**Problem:** Each record, in full, must be restated word for word.

**Records for this exercise:**

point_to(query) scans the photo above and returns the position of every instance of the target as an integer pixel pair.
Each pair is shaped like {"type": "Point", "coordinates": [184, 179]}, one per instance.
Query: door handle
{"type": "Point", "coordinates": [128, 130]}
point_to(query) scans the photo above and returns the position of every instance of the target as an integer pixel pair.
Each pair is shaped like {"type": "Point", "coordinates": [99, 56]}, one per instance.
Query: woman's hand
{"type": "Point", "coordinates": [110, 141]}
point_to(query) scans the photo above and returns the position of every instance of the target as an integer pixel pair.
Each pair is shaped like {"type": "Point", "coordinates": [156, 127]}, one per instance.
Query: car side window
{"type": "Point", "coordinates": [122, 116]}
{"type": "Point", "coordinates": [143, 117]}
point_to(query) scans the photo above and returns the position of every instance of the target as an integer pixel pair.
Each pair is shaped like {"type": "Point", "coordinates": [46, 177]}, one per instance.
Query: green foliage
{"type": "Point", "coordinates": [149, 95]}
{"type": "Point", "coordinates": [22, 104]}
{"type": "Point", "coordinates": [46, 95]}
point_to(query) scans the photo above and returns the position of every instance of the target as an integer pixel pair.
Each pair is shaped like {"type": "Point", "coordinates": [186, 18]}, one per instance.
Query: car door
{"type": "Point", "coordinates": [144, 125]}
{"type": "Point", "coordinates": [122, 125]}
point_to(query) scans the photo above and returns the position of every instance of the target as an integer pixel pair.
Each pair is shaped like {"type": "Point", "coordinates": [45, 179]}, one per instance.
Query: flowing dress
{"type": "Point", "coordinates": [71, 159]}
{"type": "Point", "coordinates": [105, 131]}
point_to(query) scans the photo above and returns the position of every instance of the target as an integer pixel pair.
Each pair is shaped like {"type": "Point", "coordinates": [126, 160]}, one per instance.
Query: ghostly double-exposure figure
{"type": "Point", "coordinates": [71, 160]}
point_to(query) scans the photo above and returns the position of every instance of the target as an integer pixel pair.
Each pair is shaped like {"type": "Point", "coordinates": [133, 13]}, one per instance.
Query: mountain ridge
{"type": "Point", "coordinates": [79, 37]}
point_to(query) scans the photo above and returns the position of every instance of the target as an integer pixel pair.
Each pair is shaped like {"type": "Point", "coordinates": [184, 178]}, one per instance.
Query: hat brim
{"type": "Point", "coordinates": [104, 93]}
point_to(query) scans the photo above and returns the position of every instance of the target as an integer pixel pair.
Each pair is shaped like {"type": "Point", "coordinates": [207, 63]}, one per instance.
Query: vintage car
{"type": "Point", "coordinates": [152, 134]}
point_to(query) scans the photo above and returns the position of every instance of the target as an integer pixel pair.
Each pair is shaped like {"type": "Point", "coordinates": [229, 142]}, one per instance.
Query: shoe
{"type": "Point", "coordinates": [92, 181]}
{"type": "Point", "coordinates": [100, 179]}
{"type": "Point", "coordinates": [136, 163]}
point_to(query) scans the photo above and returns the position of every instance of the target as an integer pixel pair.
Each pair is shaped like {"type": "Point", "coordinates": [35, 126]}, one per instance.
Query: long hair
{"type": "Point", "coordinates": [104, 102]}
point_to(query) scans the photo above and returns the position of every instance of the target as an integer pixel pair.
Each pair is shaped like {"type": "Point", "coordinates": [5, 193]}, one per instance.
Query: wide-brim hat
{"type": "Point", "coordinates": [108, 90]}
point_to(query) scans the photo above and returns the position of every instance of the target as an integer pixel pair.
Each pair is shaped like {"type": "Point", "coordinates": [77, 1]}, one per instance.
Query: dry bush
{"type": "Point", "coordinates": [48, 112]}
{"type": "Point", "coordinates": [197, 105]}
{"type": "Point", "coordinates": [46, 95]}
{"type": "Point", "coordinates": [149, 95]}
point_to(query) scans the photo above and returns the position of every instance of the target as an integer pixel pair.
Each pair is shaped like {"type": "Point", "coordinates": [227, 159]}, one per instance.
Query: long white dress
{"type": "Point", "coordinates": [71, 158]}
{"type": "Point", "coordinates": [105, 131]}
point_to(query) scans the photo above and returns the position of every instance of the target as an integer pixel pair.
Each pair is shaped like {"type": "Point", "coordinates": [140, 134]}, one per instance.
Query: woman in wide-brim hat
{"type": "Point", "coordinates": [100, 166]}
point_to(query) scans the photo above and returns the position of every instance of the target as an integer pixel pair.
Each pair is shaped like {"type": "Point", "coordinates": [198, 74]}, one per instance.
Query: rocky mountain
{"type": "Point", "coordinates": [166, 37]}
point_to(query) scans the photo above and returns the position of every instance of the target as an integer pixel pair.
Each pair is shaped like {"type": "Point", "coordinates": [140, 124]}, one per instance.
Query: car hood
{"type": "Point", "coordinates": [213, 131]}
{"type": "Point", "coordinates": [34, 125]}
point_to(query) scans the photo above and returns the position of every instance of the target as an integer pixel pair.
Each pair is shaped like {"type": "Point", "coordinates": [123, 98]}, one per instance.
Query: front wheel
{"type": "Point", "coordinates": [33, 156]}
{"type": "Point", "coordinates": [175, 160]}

**Answer area:**
point_to(query) scans the photo above and returns the position of every instance of the target as an integer pixel pair.
Each pair is shaped like {"type": "Point", "coordinates": [184, 179]}, one per instance.
Query: door handle
{"type": "Point", "coordinates": [128, 130]}
point_to(query) scans the photo above and returns the position of every instance of the target as an integer pixel pair.
Each pair is shaped like {"type": "Point", "coordinates": [99, 56]}, one per instance.
Query: woman's hand
{"type": "Point", "coordinates": [110, 141]}
point_to(query) scans the photo above and returns the position of every instance of the target as an integer pixel pair.
Each pair is shaped like {"type": "Point", "coordinates": [156, 127]}, one per instance.
Query: car side window
{"type": "Point", "coordinates": [122, 116]}
{"type": "Point", "coordinates": [143, 117]}
point_to(query) scans the photo above and returns the position of every instance of the target as an integer pixel pair.
Each pair is shaped like {"type": "Point", "coordinates": [46, 177]}, one per instance.
Query: green foliage
{"type": "Point", "coordinates": [149, 95]}
{"type": "Point", "coordinates": [22, 104]}
{"type": "Point", "coordinates": [46, 95]}
point_to(query) scans the photo above and returns the position of every instance of the target as an integer pixel pair.
Each pair is shaped like {"type": "Point", "coordinates": [186, 18]}, one per instance.
Query: car door
{"type": "Point", "coordinates": [144, 125]}
{"type": "Point", "coordinates": [122, 125]}
point_to(query) scans the photo above and returns the position of every instance of the target as an integer pixel pair.
Each pair is shaped like {"type": "Point", "coordinates": [45, 179]}, one per instance.
Query: flowing dress
{"type": "Point", "coordinates": [71, 159]}
{"type": "Point", "coordinates": [105, 131]}
point_to(query) scans the photo above and returns the position of every instance of the target as an integer pixel pair.
Each pair is shaped like {"type": "Point", "coordinates": [126, 160]}, one per instance.
Query: ghostly double-exposure figure
{"type": "Point", "coordinates": [71, 160]}
point_to(query) scans the photo above and returns the position of every instance of the target as an integer pixel pair.
Each pair is shaped like {"type": "Point", "coordinates": [133, 13]}, one per instance.
Query: mountain ridge
{"type": "Point", "coordinates": [79, 37]}
point_to(query) scans the photo above and returns the position of every instance of the target as an integer pixel pair.
Each pair is shaped like {"type": "Point", "coordinates": [184, 178]}, one per instance.
Query: hat brim
{"type": "Point", "coordinates": [104, 93]}
point_to(query) scans the photo above and returns the position of every instance of the target as an integer pixel pair.
Each pair is shaped like {"type": "Point", "coordinates": [207, 63]}, one per instance.
Query: vintage car
{"type": "Point", "coordinates": [152, 134]}
point_to(query) scans the photo above and returns the position of every instance of the target as an integer pixel pair.
Each pair is shaped like {"type": "Point", "coordinates": [229, 142]}, one per instance.
Query: shoe
{"type": "Point", "coordinates": [92, 181]}
{"type": "Point", "coordinates": [100, 179]}
{"type": "Point", "coordinates": [136, 163]}
point_to(query) scans the photo above and returns the position of every instance of the target as an integer pixel pair.
Each pair is shaped like {"type": "Point", "coordinates": [35, 126]}, one per instance.
Query: long hair
{"type": "Point", "coordinates": [104, 102]}
point_to(query) scans the photo above and returns the position of every instance of the target as an integer pixel pair.
Each pair is shaped like {"type": "Point", "coordinates": [5, 193]}, one per instance.
Query: wide-brim hat
{"type": "Point", "coordinates": [108, 90]}
point_to(query) scans the photo above and returns the position of every instance of the target as an integer pixel pair.
Each pair is shaped like {"type": "Point", "coordinates": [77, 1]}, one per instance.
Query: dry bush
{"type": "Point", "coordinates": [48, 112]}
{"type": "Point", "coordinates": [197, 105]}
{"type": "Point", "coordinates": [46, 95]}
{"type": "Point", "coordinates": [149, 95]}
point_to(query) scans the photo above and returns the position of every instance of the target as an integer pixel pair.
Each pair is shaped like {"type": "Point", "coordinates": [227, 159]}, one per instance.
Query: long white dress
{"type": "Point", "coordinates": [71, 158]}
{"type": "Point", "coordinates": [105, 131]}
point_to(query) scans the photo above and returns the position of every instance of the target as an integer pixel pair.
Each pair is shaped like {"type": "Point", "coordinates": [140, 134]}, one per instance.
Query: woman in wide-brim hat
{"type": "Point", "coordinates": [100, 166]}
point_to(query) scans the photo above and returns the position of every instance of the target as an integer pixel pair.
Each pair is shaped like {"type": "Point", "coordinates": [198, 74]}, one per instance.
Query: rocky mountain
{"type": "Point", "coordinates": [166, 37]}
point_to(query) scans the photo above and returns the position of every instance of the target as an integer pixel pair.
Each pair is shaped like {"type": "Point", "coordinates": [140, 124]}, one per instance.
Query: car hood
{"type": "Point", "coordinates": [213, 131]}
{"type": "Point", "coordinates": [34, 125]}
point_to(query) scans the photo above and returns the position of every instance of the target as an integer pixel pair.
Each pair is shaped like {"type": "Point", "coordinates": [123, 98]}, one per instance.
Query: front wheel
{"type": "Point", "coordinates": [33, 156]}
{"type": "Point", "coordinates": [175, 160]}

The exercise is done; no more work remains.